- Extrait du document
━━━━━━━━━━━━━━━━

Cette immaturité des poumons engendre souvent des besoins de réanimation à la naissance des bébés prématurés. « On doit aller pousser de l’air dans leurs poumons pour qu’ils commencent à bien respirer », vulgarise le pédiatre. Ce support respiratoire qui consiste en une ventilation non invasive doit souvent se poursuivre de quelques jours à quelques semaines, selon le degré de prématurité.
Par la suite, durant l’hospitalisation, le Dr St-Hilaire mentionne que les parents de bébés prématurés sont presque toujours confrontés aux « apnées-brady », une pause respiratoire associée à un ralentissement soudain du rythme cardiaque. « Dans le bas du cerveau, nous avons une zone qui contrôle notre respiration; ce qui fait en sorte que même si on dort profondément, cette zone continue de déclencher les réflexes de respiration. Chez les bébés prématurés, cette zone est immature. Quand ils dorment profondément, elle arrête de fonctionner et donc, ils arrêtent de respirer », décrit-il.
Il s’agit selon lui d’une expérience fort désagréable pour les parents. Heureusement, il existe maintenant des traitements à base de caféine qui permettent de stimuler cette zone du cerveau et ainsi réduire les épisodes d’arrêts respiratoires.

━━━━━━━━━━━━━━━━

- Consignes de l'exercice
Poursuivez l'extrait sur la respiration des bébés prématurés à la suite de sa dernière phrase.

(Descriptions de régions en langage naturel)
━━━━━━━━━━━━━━━━

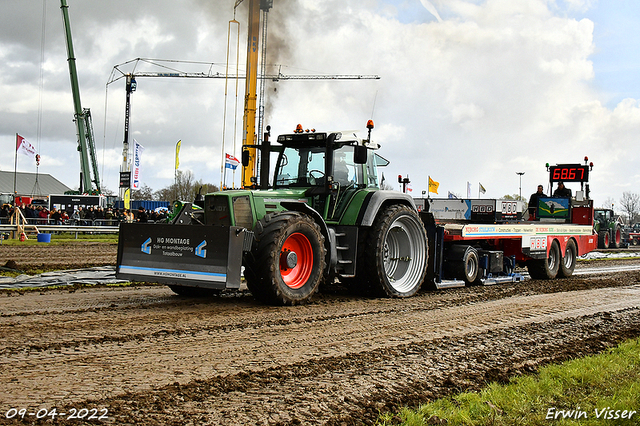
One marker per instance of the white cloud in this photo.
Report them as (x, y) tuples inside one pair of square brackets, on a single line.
[(491, 88)]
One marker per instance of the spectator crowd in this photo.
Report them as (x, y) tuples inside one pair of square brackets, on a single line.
[(82, 216)]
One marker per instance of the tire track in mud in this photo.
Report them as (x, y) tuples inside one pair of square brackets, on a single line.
[(103, 368)]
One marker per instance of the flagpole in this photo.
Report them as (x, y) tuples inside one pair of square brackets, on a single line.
[(15, 168)]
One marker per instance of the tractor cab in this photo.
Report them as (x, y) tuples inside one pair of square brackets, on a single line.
[(332, 166)]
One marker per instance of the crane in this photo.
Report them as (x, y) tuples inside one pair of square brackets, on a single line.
[(82, 118), (251, 78)]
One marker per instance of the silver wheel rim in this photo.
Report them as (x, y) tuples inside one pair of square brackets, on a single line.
[(568, 258), (472, 266), (404, 254)]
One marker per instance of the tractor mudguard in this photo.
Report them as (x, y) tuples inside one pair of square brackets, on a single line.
[(376, 200), (329, 236), (193, 256)]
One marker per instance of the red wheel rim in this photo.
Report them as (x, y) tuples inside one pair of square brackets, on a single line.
[(297, 276)]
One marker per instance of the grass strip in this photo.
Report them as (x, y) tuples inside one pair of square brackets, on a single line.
[(596, 390)]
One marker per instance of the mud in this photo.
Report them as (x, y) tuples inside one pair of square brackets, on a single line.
[(42, 257), (147, 356)]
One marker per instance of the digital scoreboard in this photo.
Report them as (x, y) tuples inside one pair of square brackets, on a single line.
[(569, 173)]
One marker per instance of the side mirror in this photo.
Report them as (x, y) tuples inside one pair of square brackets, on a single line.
[(360, 154)]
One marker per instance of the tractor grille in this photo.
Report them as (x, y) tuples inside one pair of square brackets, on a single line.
[(242, 212), (218, 213)]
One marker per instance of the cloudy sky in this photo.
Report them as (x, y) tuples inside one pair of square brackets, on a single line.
[(470, 90)]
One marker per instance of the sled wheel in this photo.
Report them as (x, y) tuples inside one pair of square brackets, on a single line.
[(546, 269), (185, 291), (569, 259), (289, 259), (617, 237), (463, 263), (603, 239), (396, 255)]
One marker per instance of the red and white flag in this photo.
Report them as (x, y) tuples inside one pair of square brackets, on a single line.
[(24, 147)]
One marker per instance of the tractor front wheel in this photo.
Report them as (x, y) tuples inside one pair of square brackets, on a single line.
[(289, 259), (396, 253)]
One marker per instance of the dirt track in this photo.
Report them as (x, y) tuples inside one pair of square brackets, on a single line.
[(149, 357)]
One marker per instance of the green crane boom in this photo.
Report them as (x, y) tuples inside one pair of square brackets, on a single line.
[(82, 117)]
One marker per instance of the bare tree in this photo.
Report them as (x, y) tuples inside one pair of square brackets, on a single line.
[(184, 188), (630, 204)]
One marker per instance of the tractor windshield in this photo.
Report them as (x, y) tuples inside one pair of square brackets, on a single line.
[(302, 166), (305, 166)]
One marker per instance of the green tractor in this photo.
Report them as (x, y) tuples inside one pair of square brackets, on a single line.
[(323, 217), (608, 228)]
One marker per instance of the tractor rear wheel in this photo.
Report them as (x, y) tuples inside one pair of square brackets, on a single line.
[(569, 259), (547, 268), (395, 259), (603, 239), (289, 260)]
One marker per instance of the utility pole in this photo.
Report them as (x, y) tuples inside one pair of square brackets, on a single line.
[(125, 168), (520, 188)]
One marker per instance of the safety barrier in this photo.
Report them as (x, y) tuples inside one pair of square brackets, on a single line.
[(76, 229)]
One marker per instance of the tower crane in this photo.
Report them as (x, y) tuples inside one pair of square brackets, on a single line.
[(82, 118), (255, 45)]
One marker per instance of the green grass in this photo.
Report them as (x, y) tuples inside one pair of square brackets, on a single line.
[(66, 238), (610, 379)]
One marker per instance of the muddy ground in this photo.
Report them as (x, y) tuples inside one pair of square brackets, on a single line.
[(142, 355)]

━━━━━━━━━━━━━━━━

- Réponse attendue
Le défi de l’alimentation
Enfin, l’alimentation constitue l’autre enjeu majeur chez les petits prématurés. « À terme, souvent tu mets le biberon dans la bouche et le bébé va boire. Avec un prématuré, si tu fais ça, il va s’étouffer. »
« La majorité des 32 semaines ne sont pas capables de boire efficacement à la naissance, poursuit le pédiatre. Une des choses qu’on fait, c’est qu’on donne des gavages; un tube qu’on insère dans le nez pour aller porter le lait dans l’estomac. » Grâce à ce coup de pouce, les bébés grandissent et gagnent les forces nécessaires pour pouvoir s’alimenter eux-mêmes par la suite.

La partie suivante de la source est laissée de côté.